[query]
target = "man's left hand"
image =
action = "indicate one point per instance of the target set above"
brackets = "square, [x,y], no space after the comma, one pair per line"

### EXERCISE TASK
Convert these lines into a numbered list, leaving out any blank lines.

### COMPLETE ANSWER
1. [query]
2. target = "man's left hand"
3. image =
4. action = "indicate one point per instance of the target set above"
5. brackets = "square, [x,y], no space after the comma, one pair per line"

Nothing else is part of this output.